TASK STATEMENT: Copy out the whole listing exactly as written, leaving the pictures behind.

*** ENTRIES PROVIDED

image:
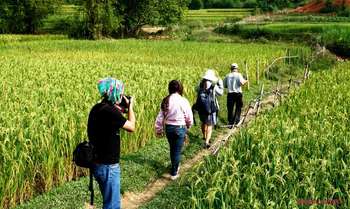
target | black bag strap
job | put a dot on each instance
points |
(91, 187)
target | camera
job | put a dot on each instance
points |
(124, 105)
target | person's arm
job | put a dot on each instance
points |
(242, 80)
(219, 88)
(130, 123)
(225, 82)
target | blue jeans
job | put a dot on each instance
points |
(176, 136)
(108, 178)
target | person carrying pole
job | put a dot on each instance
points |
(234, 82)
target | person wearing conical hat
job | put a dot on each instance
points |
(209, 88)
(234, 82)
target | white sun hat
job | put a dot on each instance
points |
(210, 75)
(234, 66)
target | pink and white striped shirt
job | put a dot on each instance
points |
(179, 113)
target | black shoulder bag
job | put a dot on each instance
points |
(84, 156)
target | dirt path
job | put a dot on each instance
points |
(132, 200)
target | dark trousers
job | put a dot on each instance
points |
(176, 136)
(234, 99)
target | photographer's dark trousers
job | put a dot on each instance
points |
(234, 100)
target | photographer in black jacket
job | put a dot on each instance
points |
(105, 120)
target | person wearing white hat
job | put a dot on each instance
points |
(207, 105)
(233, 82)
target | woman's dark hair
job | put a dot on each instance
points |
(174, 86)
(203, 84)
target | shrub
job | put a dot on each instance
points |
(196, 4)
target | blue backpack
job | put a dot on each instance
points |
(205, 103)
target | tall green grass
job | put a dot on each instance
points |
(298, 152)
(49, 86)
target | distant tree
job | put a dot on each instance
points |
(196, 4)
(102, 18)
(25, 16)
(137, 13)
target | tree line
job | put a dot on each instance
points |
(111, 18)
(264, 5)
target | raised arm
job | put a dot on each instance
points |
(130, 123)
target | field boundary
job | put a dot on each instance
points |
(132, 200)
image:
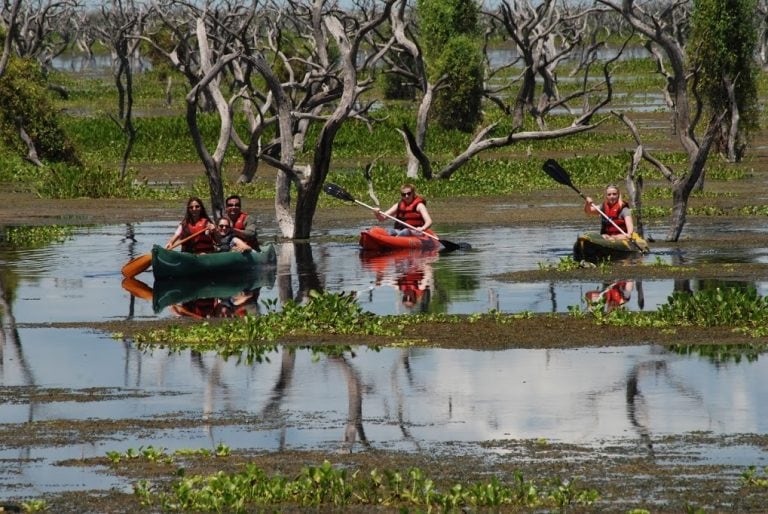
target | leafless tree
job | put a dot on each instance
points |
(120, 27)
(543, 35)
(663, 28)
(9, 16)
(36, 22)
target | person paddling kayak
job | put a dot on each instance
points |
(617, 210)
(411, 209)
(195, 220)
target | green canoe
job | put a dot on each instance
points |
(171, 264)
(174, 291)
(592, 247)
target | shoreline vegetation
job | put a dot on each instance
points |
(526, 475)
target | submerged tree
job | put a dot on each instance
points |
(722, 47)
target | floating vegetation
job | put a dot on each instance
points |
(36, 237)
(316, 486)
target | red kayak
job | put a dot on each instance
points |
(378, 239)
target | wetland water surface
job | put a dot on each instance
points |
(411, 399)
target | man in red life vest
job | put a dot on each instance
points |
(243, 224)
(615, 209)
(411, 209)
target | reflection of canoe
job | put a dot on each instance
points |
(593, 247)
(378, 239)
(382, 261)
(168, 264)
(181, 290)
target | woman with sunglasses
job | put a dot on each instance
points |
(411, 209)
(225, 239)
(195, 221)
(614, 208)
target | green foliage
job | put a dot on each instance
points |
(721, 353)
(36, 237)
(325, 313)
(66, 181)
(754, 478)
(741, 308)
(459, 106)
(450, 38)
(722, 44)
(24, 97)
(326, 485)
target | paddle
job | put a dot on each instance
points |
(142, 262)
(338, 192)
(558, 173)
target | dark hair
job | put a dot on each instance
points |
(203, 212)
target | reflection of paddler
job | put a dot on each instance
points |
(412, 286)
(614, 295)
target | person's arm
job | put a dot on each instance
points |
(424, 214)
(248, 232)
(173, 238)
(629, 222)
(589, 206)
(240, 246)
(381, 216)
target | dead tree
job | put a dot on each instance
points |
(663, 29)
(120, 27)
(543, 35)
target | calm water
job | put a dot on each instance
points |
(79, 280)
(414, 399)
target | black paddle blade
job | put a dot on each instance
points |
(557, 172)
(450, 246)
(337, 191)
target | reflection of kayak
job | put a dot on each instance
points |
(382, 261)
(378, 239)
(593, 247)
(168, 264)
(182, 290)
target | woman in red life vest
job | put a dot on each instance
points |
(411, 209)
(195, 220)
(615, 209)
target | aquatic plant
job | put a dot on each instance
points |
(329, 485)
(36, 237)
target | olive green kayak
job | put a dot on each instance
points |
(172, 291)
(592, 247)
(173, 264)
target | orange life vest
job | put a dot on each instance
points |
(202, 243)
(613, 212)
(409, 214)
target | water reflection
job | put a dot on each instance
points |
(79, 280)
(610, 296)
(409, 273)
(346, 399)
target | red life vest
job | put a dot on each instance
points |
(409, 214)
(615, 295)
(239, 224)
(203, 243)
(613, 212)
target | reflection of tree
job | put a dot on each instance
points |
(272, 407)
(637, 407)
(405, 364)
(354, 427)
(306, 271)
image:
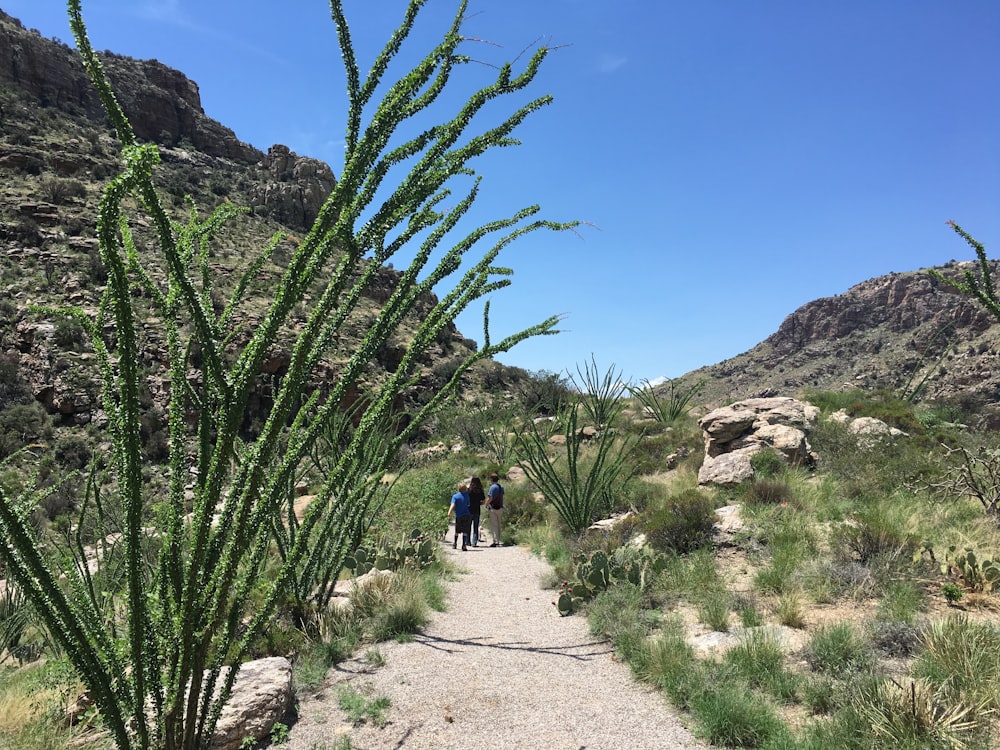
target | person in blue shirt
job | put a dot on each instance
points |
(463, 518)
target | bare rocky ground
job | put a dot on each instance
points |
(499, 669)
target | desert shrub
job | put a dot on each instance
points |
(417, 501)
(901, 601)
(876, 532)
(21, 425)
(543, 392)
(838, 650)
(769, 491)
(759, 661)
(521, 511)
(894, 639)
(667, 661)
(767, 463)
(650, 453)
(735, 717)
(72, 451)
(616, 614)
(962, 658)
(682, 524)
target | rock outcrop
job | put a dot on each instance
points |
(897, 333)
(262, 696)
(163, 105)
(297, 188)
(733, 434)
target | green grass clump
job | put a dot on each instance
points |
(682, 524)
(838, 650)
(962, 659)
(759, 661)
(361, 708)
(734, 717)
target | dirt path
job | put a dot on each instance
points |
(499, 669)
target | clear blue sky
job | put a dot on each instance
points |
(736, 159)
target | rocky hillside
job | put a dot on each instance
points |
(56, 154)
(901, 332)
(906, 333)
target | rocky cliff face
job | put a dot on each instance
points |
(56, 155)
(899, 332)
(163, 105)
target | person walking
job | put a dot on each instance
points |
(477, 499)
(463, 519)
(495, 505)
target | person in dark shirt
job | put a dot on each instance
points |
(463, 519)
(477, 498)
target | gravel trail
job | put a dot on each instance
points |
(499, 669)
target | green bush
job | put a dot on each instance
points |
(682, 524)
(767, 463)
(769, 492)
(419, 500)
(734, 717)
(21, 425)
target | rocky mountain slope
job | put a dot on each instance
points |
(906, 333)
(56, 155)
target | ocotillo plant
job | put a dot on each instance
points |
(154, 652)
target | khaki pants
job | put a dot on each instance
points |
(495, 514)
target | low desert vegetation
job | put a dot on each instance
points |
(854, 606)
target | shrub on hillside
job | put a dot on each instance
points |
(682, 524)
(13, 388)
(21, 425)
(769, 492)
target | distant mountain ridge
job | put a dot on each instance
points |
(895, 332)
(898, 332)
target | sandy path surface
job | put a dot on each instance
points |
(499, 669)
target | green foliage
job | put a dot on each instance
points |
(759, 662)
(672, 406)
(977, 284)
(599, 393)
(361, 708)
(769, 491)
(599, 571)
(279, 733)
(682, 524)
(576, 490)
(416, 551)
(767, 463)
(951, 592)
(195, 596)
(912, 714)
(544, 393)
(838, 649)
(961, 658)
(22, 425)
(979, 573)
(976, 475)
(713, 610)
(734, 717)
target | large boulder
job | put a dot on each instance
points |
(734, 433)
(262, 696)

******

SOLUTION TO THIS TASK:
image:
target | black bag strap
job | put a dot on each instance
points |
(91, 187)
target | camera
job | put a dot on each instance
points |
(124, 105)
target | person's arm
job | put a dot on each instance
points |
(242, 80)
(219, 88)
(130, 123)
(225, 82)
target | blue jeans
job | put a dot on each instance
points |
(176, 136)
(108, 178)
target | person carrying pole
job | put a dot on each instance
points |
(234, 82)
target | person wearing conical hat
job | put a dot on each instance
points |
(209, 88)
(234, 82)
target | white sun hat
job | put a dot on each instance
points |
(210, 75)
(234, 66)
target | pink and white striped shirt
job | put a dot on each instance
points |
(179, 113)
target | black shoulder bag
job | put a dot on each instance
points |
(84, 156)
target | dirt path
job | put a dot on each instance
points |
(132, 200)
target | dark trousers
job | put a dot on each instance
points |
(176, 136)
(234, 99)
target | photographer's dark trousers
job | put a dot on each instance
points |
(234, 100)
target | photographer in black jacket
job | put a dot on each instance
points |
(105, 120)
target | person wearing white hat
job | put a dot on each instance
points |
(207, 105)
(233, 82)
target | woman's dark hair
job | put a dot on each instance
points |
(174, 86)
(203, 84)
target | shrub
job | put a dot on each instance
points |
(196, 4)
target | blue backpack
job | put a dot on each instance
points |
(205, 103)
target | tall green grass
job | put a dot on each instance
points |
(298, 152)
(49, 86)
target | distant tree
job | put a dot on each instance
points |
(196, 4)
(102, 18)
(25, 16)
(137, 13)
target | tree line
job | put a dot on each instance
points |
(111, 18)
(264, 5)
target | raised arm
job | put a dot on each instance
points |
(130, 123)
target | field boundary
job | put a dot on each instance
points |
(132, 200)
image:
target | leafless tree
job | put a dot on each instance
points |
(120, 27)
(543, 35)
(663, 28)
(9, 16)
(36, 22)
target | person paddling kayak
job | put a dot on each instance
points |
(617, 210)
(411, 209)
(195, 220)
target | green canoe
job | put a dot on each instance
points |
(171, 264)
(174, 291)
(592, 247)
target | shoreline vegetation
job | put a dot on each instance
points |
(526, 475)
target | submerged tree
job | put a dot on each instance
points |
(722, 47)
target | floating vegetation
job | put a dot on each instance
points |
(36, 237)
(316, 486)
target | red kayak
job | put a dot on each instance
points |
(378, 239)
target | wetland water surface
job | put a dot on each instance
points |
(411, 399)
target | man in red life vest
job | put a dot on each instance
points |
(243, 224)
(615, 209)
(411, 209)
target | reflection of canoe
job | put a dot on each instance
points |
(593, 247)
(378, 239)
(382, 261)
(168, 264)
(181, 290)
target | woman with sunglasses
job | put a dot on each instance
points |
(411, 209)
(225, 239)
(195, 221)
(614, 208)
target | green foliage
job | put a dot on each instance
points |
(721, 353)
(36, 237)
(325, 313)
(66, 181)
(754, 478)
(741, 308)
(459, 106)
(450, 38)
(722, 44)
(24, 97)
(326, 485)
target | paddle
job | put a dot on each instance
points |
(142, 262)
(338, 192)
(558, 173)
target | dark hair
job | put a dot on each instance
points |
(203, 212)
target | reflection of paddler
job | put a dot on each instance
points |
(412, 286)
(614, 295)
target | person's arm
job | put a dot on each instance
points |
(424, 214)
(248, 232)
(173, 238)
(629, 222)
(589, 206)
(240, 246)
(381, 216)
target | dead tree
job | put a dot on each instance
points |
(663, 29)
(120, 27)
(543, 35)
target | calm water
job | put a dot on each instance
points |
(79, 280)
(414, 399)
target | black paddle blade
job | put a dot on each instance
points |
(557, 172)
(450, 246)
(337, 191)
target | reflection of kayak
job | put a dot on each instance
points |
(382, 261)
(378, 239)
(593, 247)
(168, 264)
(182, 290)
target | woman in red life vest
job | put a dot on each instance
points |
(411, 209)
(195, 220)
(615, 209)
target | aquatic plant
job | put a dot on each instance
points |
(329, 485)
(36, 237)
target | olive green kayak
job | put a dot on each instance
points |
(172, 291)
(592, 247)
(173, 264)
target | orange life vest
job | put a dot on each instance
points |
(202, 243)
(613, 212)
(409, 214)
target | water reflection
job | put a dot on each instance
points |
(79, 280)
(610, 296)
(409, 273)
(346, 399)
target | red life vest
job | put a dot on each instance
points |
(409, 214)
(615, 295)
(239, 224)
(203, 243)
(613, 212)
target | reflection of tree
job | put a dot on each instance
points |
(272, 407)
(637, 407)
(405, 364)
(354, 427)
(306, 271)
image:
target | person in blue shirt
job | put a dot on each instance
points |
(463, 518)
target | bare rocky ground
job | put a dot on each instance
points |
(499, 669)
target | desert shrub
job | put a dot on each instance
points |
(417, 501)
(901, 601)
(876, 532)
(21, 425)
(543, 392)
(838, 650)
(769, 491)
(759, 661)
(521, 511)
(894, 639)
(667, 661)
(767, 463)
(650, 453)
(735, 717)
(72, 451)
(616, 614)
(962, 658)
(682, 524)
target | rock outcrop
job | put a dot on each instance
points |
(897, 333)
(262, 696)
(163, 105)
(297, 188)
(733, 434)
target | green grass clump
job | put a dot on each instance
points |
(682, 524)
(838, 650)
(962, 659)
(759, 661)
(361, 708)
(734, 717)
target | dirt path
job | put a dot on each instance
points |
(499, 669)
target | clear blue sky
job | put a dot on each instance
points |
(736, 159)
target | rocky hillside
job | put a dot on each instance
points |
(56, 154)
(901, 332)
(906, 333)
target | rocky cliff face
job | put a dot on each instance
points |
(56, 155)
(899, 332)
(163, 105)
target | person walking
job | put a dot on each instance
points |
(477, 499)
(463, 519)
(495, 505)
target | person in dark shirt
job | put a dot on each instance
points |
(463, 519)
(477, 498)
target | gravel trail
job | put a dot on each instance
points |
(499, 669)
target | green bush
job | put a dot on each instance
points |
(682, 524)
(767, 463)
(769, 492)
(419, 500)
(734, 717)
(21, 425)
target | rocky mountain slope
job | put a dot on each instance
points |
(906, 333)
(56, 155)
target | ocotillo plant
job | put a dot on each instance
points |
(154, 652)
target | khaki pants
job | put a dot on each instance
points |
(495, 514)
target | low desert vegetation
job | put a dot on each instance
points |
(854, 606)
target | shrub on hillside
job | put a dot on each instance
points |
(682, 524)
(13, 388)
(21, 425)
(769, 492)
target | distant mountain ridge
job | put a dot on each instance
points |
(895, 332)
(898, 332)
target | sandy path surface
job | put a dot on each instance
points |
(499, 669)
target | green foliage
job | put a dot on each instance
points |
(759, 662)
(672, 406)
(977, 284)
(599, 393)
(361, 708)
(769, 491)
(599, 571)
(279, 733)
(682, 524)
(576, 490)
(416, 551)
(767, 463)
(951, 592)
(195, 596)
(912, 714)
(544, 393)
(838, 649)
(961, 658)
(22, 425)
(979, 573)
(976, 475)
(713, 610)
(734, 717)
target | large boulder
job | put a dot on each instance
points |
(734, 433)
(262, 696)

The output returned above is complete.